INSTRUCTIONS TO FOLLOW: What you produce should match the records exactly, line for line.

Collected data entries
►

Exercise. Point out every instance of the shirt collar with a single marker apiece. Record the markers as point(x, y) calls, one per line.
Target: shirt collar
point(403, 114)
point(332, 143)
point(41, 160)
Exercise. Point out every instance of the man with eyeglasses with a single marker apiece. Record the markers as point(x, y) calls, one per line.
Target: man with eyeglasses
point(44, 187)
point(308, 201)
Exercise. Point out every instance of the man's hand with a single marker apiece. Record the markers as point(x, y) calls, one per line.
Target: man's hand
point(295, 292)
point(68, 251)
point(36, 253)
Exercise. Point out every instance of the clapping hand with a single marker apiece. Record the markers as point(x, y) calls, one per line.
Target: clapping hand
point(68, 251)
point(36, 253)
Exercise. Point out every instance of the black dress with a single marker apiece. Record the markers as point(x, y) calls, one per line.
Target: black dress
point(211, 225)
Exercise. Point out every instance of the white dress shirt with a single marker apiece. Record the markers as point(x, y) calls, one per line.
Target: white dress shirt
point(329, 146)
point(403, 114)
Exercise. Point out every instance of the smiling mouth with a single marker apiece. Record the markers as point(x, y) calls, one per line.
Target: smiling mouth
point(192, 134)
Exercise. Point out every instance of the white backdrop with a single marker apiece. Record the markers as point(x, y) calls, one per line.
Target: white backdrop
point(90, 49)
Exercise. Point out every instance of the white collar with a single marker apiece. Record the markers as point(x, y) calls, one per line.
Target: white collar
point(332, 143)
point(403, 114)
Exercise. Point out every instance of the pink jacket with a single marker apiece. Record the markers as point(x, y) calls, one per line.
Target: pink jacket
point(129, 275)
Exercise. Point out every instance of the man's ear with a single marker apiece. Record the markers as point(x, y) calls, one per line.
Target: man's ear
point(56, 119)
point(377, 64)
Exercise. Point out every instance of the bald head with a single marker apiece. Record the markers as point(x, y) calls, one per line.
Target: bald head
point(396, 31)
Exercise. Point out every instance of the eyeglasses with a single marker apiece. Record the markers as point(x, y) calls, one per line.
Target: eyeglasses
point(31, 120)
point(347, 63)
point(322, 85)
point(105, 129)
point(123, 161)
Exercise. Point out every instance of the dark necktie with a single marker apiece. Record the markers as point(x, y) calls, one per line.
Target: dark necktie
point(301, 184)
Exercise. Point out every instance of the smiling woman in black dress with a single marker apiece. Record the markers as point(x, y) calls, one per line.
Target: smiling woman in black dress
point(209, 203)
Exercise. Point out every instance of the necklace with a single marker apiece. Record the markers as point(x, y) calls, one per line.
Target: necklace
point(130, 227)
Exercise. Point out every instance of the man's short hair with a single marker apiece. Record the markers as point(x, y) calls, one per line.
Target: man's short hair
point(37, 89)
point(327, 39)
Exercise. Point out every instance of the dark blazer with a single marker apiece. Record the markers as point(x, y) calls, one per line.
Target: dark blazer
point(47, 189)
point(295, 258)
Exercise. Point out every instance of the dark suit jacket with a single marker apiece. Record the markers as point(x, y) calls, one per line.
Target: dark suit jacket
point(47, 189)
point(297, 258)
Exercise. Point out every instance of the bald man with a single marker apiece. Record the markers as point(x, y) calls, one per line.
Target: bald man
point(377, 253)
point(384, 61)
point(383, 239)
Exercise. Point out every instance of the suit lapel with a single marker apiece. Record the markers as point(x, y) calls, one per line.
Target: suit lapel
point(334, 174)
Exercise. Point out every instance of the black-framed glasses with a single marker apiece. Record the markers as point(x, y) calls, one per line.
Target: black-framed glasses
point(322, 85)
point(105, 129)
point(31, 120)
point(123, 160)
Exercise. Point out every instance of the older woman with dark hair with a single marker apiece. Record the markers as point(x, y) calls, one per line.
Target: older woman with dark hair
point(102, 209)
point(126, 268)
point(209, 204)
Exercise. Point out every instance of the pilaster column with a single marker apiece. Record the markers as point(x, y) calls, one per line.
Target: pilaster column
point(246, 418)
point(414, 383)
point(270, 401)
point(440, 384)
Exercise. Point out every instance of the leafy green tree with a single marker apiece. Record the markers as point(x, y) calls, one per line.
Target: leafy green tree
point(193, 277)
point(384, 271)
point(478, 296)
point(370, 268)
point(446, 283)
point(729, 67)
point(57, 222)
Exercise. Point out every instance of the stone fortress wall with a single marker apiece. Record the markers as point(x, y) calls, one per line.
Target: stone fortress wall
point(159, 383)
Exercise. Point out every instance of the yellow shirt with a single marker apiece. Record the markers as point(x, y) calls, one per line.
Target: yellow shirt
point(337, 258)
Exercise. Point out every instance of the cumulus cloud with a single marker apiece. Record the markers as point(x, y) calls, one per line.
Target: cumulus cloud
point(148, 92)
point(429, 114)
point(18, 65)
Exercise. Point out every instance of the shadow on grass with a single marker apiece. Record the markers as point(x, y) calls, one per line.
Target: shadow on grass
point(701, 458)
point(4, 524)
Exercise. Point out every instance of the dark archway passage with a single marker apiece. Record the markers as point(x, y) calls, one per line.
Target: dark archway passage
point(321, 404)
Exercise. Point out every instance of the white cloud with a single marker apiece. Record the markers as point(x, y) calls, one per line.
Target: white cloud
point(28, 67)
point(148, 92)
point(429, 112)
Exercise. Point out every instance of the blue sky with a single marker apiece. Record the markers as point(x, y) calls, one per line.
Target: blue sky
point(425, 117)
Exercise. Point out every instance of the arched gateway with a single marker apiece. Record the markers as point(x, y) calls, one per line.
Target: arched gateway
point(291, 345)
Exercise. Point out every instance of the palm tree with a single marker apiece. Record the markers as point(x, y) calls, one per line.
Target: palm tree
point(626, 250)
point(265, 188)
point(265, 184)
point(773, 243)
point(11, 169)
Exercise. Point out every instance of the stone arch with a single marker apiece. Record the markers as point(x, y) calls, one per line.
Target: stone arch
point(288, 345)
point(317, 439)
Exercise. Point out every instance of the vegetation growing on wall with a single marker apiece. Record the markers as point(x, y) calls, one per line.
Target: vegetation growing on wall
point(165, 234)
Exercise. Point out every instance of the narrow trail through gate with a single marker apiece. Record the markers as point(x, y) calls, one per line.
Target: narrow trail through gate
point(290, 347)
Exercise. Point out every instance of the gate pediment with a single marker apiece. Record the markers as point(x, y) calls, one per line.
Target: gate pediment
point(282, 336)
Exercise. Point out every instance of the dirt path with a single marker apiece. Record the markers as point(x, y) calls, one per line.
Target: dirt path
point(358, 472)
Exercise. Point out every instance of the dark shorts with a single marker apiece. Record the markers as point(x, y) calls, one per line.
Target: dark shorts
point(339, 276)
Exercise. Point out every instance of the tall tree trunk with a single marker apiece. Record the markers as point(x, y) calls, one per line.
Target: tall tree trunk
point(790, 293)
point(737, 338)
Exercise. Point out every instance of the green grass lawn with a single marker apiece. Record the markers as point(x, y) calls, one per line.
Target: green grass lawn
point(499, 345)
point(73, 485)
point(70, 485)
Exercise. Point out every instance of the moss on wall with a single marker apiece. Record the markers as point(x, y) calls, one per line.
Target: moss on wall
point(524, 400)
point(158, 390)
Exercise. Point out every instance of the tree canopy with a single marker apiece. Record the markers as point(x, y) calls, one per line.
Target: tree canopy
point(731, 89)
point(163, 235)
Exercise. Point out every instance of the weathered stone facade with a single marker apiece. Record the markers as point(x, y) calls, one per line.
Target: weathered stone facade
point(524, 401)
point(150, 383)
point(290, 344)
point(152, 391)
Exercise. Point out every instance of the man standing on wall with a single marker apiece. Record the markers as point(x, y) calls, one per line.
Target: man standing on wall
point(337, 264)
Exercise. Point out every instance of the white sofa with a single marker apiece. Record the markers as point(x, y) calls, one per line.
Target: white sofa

◄

OUTPUT OF THE EXERCISE:
Exercise. Point out every instance of the shirt collar with a single marker apiece. Record the markers as point(x, y) calls, one per line.
Target: shirt collar
point(403, 114)
point(332, 143)
point(41, 160)
Exercise. Point out every instance of the man with eyeglasses with a single marker apiece. Record the markers as point(x, y) calls, one per line.
Target: man with eyeglasses
point(44, 187)
point(308, 201)
Exercise. Point out every instance of the man's hand with a single marker apiece. Record the markers as point(x, y) calls, one per line.
Target: man's hand
point(295, 292)
point(68, 251)
point(36, 253)
Exercise. Point out every instance of the clapping hand with a single marker apiece. Record the markers as point(x, y) calls, one per line.
Target: clapping hand
point(68, 251)
point(36, 253)
Exercise. Point out every instance of the black dress with a single marker apiece. Record the markers as point(x, y) calls, one per line.
Target: black dress
point(211, 225)
Exercise. Point out every instance of the white dress shirt with a single marker apiece. Record the markers as point(x, y) calls, one per line.
Target: white dress shirt
point(329, 146)
point(403, 114)
Exercise. Point out every instance of the smiling mouth with a single marker apiece. Record the markers as point(x, y) calls, one per line.
Target: smiling mouth
point(192, 134)
Exercise. Point out every instance of the white backdrop with a single marker apiece. Record the markers as point(x, y) calls, one per line.
Target: white backdrop
point(90, 49)
Exercise. Point out every instance of the white collar with a single marker apiece. Record the markers as point(x, y) calls, one per line.
Target: white collar
point(332, 143)
point(403, 114)
Exercise. Point out every instance of the pink jacket with a single marker apiece. Record the markers as point(x, y) calls, one per line.
Target: pink jacket
point(129, 275)
Exercise. Point out every instance of the man's ear with a single marker apiece. Record the markers as point(x, y) calls, one per line.
Target: man's ear
point(56, 119)
point(377, 64)
Exercise. Point out every instance of the bald head with a single marker apiece. Record the markers as point(x, y) calls, one per line.
Target: bald head
point(396, 31)
Exercise. Point out every instance of the eyeglasses with a single marker apiece. Record the markers as point(x, y) calls, one per line.
Target: eyeglasses
point(31, 120)
point(347, 63)
point(322, 85)
point(105, 129)
point(123, 161)
Exercise. Point out every instance of the dark necktie with a single marker apiece. Record the markers as point(x, y) calls, one per line.
Target: dark necktie
point(301, 184)
Exercise. Point out every instance of the smiling woman in black dress with a single marker apiece. Record the markers as point(x, y) calls, one per line.
Target: smiling woman in black dress
point(209, 203)
Exercise. Point out every instance of the necklace with a single marker apiece. Record the markers as point(x, y) calls, one per line.
Target: necklace
point(130, 227)
Exercise. Point out every instance of the man's short hair with a single marker apiece. Record the markers as point(x, y) calls, one per line.
Target: man's short hair
point(37, 89)
point(327, 39)
Exercise. Point out every instance of the dark blazer with a single marker apiece. Record the markers as point(x, y) calls, one per line.
Target: dark blazer
point(47, 189)
point(295, 258)
Exercise. Point out every instance of the dark suit jacket with a single marker apiece. Record the markers as point(x, y) calls, one per line.
Target: dark suit jacket
point(47, 189)
point(297, 258)
Exercise. Point out every instance of the bald man with a single marker apiece. Record the markers as point(x, y) calls, one per line.
Target: bald man
point(377, 253)
point(384, 61)
point(383, 239)
Exercise. Point out every instance of the suit lapel with a single marker apiece. Record the markers as point(x, y) calls, one per line.
Target: suit lapel
point(334, 174)
Exercise. Point out every instance of the black-framed glasses with a single marker apiece. Record the markers as point(x, y) calls, one per line.
Target: black-framed glasses
point(322, 85)
point(105, 129)
point(31, 120)
point(123, 160)
Exercise. Point out every instance of the older woman with dark hair with a single marker apiece. Record the markers as point(x, y) calls, one per line.
Target: older woman with dark hair
point(102, 209)
point(126, 268)
point(209, 204)
Exercise. Point out every instance of the pilaster column with a single marker apiece. Record the markers as point(x, y) calls, one per line.
Target: pilaster column
point(246, 418)
point(414, 383)
point(270, 401)
point(440, 384)
Exercise. Point out every instance of the leafy green tree with a single marker apiece. Record the markers as point(x, y) calls, one per line.
Target: leafy green tree
point(193, 277)
point(384, 271)
point(478, 296)
point(370, 268)
point(446, 283)
point(729, 67)
point(57, 222)
Exercise. Point out every instance of the stone fortress wall with a single marker apiece. Record the markers as point(x, y) calls, one per line.
Target: stone fortress wall
point(159, 383)
Exercise. Point out every instance of the yellow shirt with a single marker apiece. Record the markers as point(x, y) calls, one per line.
Target: yellow shirt
point(337, 258)
Exercise. Point out every instance of the cumulus cloud with a single marker apiece. Record the markers as point(x, y) calls, one per line.
Target: cumulus cloud
point(148, 92)
point(429, 114)
point(18, 65)
Exercise. Point out every instance of the shadow on grass with a single marker apiece. Record the markers as point(x, y) calls, one per line.
Target: shadow on grass
point(701, 458)
point(4, 524)
Exercise. Point out every instance of the dark archway passage with a single marker apiece. Record the markers as point(x, y) calls, one per line.
Target: dark archway passage
point(321, 404)
Exercise. Point out every instance of the white cloud with a single marker apiece. Record the markers as point(x, y) calls, one per line.
Target: white cloud
point(28, 67)
point(148, 92)
point(429, 112)
Exercise. Point out every instance of the blue sky with a single marker apiece. Record the markers as point(x, y) calls, one per line.
Target: blue sky
point(425, 117)
Exercise. Point out every instance of the arched gateway with a single marker apiece. Record the markers as point(x, y) calls, one per line.
Target: arched gateway
point(291, 345)
Exercise. Point out every instance of the palm tree with a single marker apiece. Record the markers as point(x, y) calls, one per line.
Target: palm tree
point(626, 250)
point(265, 188)
point(265, 184)
point(773, 243)
point(11, 169)
Exercise. Point out every instance of the stone arch with a single marker apiece. Record the markers as point(x, y) calls, one per line.
Target: stone arch
point(288, 345)
point(317, 439)
Exercise. Point out every instance of the vegetation growing on wall with a single marker apiece. Record the markers as point(x, y) calls, one per line.
Target: vegetation growing on wall
point(165, 234)
Exercise. Point out every instance of the narrow trail through gate with a single marker apiece. Record the markers as point(x, y) calls, one per line.
Target: narrow trail through gate
point(290, 347)
Exercise. Point out every instance of the gate pediment with a single marker apiece. Record the markers as point(x, y) calls, one per line.
Target: gate pediment
point(282, 336)
Exercise. Point out every instance of the dirt path with a single marker apiece. Record the markers as point(x, y) calls, one per line.
Target: dirt path
point(358, 472)
Exercise. Point out every instance of the dark shorts with a single marker apiece. Record the markers as point(x, y) calls, one per line.
Target: dark shorts
point(339, 276)
Exercise. Point out every instance of the tall tree trunk with a single marker apiece. Record the markers as point(x, y) calls, one per line.
Target: tall tree trunk
point(790, 293)
point(737, 338)
Exercise. Point out every instance of the green grass lawn with a single marker apiece. Record the markers as point(x, y) calls, one per line.
Target: green grass lawn
point(499, 345)
point(73, 485)
point(70, 485)
Exercise. Point out every instance of the moss on wall with a single marker apiece. Record the markers as point(x, y) calls, one per line.
Target: moss on wall
point(524, 400)
point(158, 390)
Exercise. Point out every instance of the tree canopy with a single marker apiece. Record the markers as point(x, y) calls, one per line.
Target: tree canopy
point(731, 89)
point(163, 235)
Exercise. Point out every instance of the weathered stone facade with a single marker apiece. Record the markers as point(x, y) calls, one per line.
Target: weathered stone facade
point(524, 401)
point(150, 383)
point(290, 344)
point(152, 391)
Exercise. Point out every instance of the man standing on wall with a single marker apiece. Record the markers as point(x, y) calls, one per line.
Target: man standing on wall
point(337, 264)
Exercise. Point out every instance of the white sofa with a single marker apiece. Record the markers as point(x, y) calls, one per line.
Target: white sofa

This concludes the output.